[Recorded data]
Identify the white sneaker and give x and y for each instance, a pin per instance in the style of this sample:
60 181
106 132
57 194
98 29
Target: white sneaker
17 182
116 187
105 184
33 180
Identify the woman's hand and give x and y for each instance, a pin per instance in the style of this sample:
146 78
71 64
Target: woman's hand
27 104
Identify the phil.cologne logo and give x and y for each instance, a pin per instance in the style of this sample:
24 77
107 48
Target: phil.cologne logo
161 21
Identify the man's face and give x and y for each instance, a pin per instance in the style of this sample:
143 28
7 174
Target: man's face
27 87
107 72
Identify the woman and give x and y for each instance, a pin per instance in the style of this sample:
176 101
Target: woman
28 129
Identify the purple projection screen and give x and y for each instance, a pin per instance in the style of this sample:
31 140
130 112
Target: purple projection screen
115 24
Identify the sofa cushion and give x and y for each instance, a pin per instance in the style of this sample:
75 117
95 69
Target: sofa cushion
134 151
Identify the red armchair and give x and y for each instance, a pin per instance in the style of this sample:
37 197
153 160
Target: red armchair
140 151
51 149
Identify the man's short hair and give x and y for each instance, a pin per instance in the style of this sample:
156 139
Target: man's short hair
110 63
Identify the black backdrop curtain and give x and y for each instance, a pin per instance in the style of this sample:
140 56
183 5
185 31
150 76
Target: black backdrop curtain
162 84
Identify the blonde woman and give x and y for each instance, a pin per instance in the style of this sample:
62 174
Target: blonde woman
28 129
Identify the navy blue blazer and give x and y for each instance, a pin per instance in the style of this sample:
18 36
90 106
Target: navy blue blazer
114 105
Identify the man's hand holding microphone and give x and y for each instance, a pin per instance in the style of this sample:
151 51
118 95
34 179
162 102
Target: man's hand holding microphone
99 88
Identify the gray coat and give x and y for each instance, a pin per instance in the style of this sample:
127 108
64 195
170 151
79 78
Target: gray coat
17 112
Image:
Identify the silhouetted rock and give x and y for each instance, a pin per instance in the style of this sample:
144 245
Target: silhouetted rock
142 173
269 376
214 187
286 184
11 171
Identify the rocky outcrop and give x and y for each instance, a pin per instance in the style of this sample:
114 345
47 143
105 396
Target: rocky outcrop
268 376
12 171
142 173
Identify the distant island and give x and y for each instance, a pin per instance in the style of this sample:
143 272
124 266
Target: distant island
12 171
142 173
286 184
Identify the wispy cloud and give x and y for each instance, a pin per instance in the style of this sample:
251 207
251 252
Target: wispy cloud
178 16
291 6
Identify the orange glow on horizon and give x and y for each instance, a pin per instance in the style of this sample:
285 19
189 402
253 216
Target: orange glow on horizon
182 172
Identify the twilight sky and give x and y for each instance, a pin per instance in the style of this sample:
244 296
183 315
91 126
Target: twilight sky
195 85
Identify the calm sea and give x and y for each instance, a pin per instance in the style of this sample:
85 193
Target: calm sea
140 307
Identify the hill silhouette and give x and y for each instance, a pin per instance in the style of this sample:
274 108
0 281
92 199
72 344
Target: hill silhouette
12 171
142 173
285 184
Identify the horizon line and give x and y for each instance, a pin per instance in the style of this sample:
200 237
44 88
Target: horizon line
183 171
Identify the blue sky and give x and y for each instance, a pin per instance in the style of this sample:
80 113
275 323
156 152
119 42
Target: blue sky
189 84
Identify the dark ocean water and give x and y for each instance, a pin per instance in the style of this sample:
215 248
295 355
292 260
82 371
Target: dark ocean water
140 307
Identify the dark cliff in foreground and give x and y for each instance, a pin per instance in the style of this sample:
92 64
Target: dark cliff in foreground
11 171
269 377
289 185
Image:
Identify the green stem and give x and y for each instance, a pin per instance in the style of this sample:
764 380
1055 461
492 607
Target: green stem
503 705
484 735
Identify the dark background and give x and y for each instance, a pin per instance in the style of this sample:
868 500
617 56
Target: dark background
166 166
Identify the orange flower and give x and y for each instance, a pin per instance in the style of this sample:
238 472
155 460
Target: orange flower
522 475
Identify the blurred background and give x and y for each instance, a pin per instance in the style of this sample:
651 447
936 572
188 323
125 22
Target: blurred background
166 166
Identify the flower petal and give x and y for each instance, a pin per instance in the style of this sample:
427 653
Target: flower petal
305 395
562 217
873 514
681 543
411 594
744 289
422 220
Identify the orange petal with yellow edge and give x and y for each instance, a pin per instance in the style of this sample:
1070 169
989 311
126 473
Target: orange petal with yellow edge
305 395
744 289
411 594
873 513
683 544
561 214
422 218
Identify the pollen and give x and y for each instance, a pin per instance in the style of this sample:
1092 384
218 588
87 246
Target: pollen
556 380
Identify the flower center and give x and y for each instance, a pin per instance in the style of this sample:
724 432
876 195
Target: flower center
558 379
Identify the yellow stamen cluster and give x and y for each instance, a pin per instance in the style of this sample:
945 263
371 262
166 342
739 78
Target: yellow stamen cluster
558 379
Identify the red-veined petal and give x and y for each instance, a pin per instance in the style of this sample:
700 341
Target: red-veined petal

• Problem: Beginning at the line that contains "Identify the pollen", retype each line of the listing up to and including the last one, exactly as it stands, and nothing else.

• Result below:
Identify the pollen and give x and y for each instance, a pin per instance in the style of this sample:
1092 384
218 588
87 246
Target: pollen
556 380
Identify the flower center and give x and y for each instance, a pin per instance in the style of this sample:
724 432
876 195
Target: flower center
558 379
Identify the yellow stamen cluster and give x and y for each instance, a pin per instance in the style of this sample:
945 263
371 262
166 342
739 78
Target: yellow stamen cluster
558 379
Identify the red-veined petal and give x and y for each instance, a pin per instance in the style of this sample:
700 341
Target: red-veined petal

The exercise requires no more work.